• **Assignment**
Reproduce every one of the following lines word for word.

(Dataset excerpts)
★ ★ ★ ★ ★ ★ ★
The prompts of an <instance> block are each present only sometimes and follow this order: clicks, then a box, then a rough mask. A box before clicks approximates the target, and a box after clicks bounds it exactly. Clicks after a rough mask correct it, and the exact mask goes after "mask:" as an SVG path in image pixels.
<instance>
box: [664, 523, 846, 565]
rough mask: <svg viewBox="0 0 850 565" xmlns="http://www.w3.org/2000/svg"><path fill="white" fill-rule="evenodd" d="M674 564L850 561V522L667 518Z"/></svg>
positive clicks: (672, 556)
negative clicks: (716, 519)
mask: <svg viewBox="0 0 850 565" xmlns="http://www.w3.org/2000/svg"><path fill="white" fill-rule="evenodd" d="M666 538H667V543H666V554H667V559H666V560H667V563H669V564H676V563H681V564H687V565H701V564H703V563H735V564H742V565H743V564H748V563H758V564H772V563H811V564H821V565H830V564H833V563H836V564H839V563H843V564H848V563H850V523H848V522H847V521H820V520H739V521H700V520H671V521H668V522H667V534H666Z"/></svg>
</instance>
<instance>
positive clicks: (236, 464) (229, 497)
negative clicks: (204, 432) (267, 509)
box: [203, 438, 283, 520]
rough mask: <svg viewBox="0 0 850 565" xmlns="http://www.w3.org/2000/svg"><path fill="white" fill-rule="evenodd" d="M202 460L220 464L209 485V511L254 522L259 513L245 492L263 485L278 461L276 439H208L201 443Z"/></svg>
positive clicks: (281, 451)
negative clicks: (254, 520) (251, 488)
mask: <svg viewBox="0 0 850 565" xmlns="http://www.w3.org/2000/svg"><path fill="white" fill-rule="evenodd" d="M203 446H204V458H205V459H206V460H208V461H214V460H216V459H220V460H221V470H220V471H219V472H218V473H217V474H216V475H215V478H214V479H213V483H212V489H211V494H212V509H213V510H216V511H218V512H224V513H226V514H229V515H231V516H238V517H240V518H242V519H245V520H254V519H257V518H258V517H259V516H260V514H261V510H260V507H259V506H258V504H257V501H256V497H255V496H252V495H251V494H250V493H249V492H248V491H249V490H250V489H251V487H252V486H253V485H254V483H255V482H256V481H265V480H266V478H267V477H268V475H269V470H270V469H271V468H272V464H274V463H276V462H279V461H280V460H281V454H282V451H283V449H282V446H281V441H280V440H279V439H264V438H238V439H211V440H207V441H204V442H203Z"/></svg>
★ ★ ★ ★ ★ ★ ★
• **Result**
The prompts of an <instance> block are each present only sometimes and follow this order: clicks, then a box, then a rough mask. A box before clicks approximates the target, and a box after clicks bounds it exactly. Clicks after a rough mask correct it, and the exact mask goes after "mask:" as an SVG path in image pixels.
<instance>
box: [664, 523, 846, 565]
rough mask: <svg viewBox="0 0 850 565" xmlns="http://www.w3.org/2000/svg"><path fill="white" fill-rule="evenodd" d="M674 564L850 561V522L667 518Z"/></svg>
positive clicks: (672, 556)
negative clicks: (716, 519)
mask: <svg viewBox="0 0 850 565" xmlns="http://www.w3.org/2000/svg"><path fill="white" fill-rule="evenodd" d="M666 538H667V543H666V554H667V559H666V560H667V563H669V564H676V563H681V564H687V565H701V564H703V563H735V564H742V565H743V564H748V563H758V564H772V563H811V564H821V565H830V564H833V563H836V564H839V563H843V564H848V563H850V523H848V522H847V521H820V520H739V521H700V520H671V521H668V522H667V534H666Z"/></svg>
</instance>
<instance>
positive clicks: (236, 464) (229, 497)
negative clicks: (204, 432) (267, 509)
box: [203, 438, 283, 520]
rough mask: <svg viewBox="0 0 850 565" xmlns="http://www.w3.org/2000/svg"><path fill="white" fill-rule="evenodd" d="M202 460L220 464L209 485V511L254 522L259 513L245 492L263 485L278 461L276 439H208L201 443Z"/></svg>
positive clicks: (281, 451)
negative clicks: (254, 520) (251, 488)
mask: <svg viewBox="0 0 850 565" xmlns="http://www.w3.org/2000/svg"><path fill="white" fill-rule="evenodd" d="M203 446H204V458H205V459H206V460H208V461H214V460H216V459H220V460H221V470H220V471H219V472H218V473H217V474H216V475H215V478H214V479H213V483H212V489H211V494H212V509H213V510H216V511H218V512H224V513H226V514H229V515H231V516H238V517H240V518H242V519H245V520H254V519H257V518H258V517H259V516H260V514H261V510H260V507H259V506H258V504H257V501H256V497H255V496H252V495H251V494H250V493H249V492H248V491H249V490H250V489H251V487H252V486H253V485H254V483H255V482H256V481H265V480H266V478H267V477H268V475H269V470H270V469H271V468H272V464H274V463H276V462H279V461H280V460H281V454H282V451H283V449H282V446H281V441H280V440H279V439H264V438H238V439H211V440H207V441H204V442H203Z"/></svg>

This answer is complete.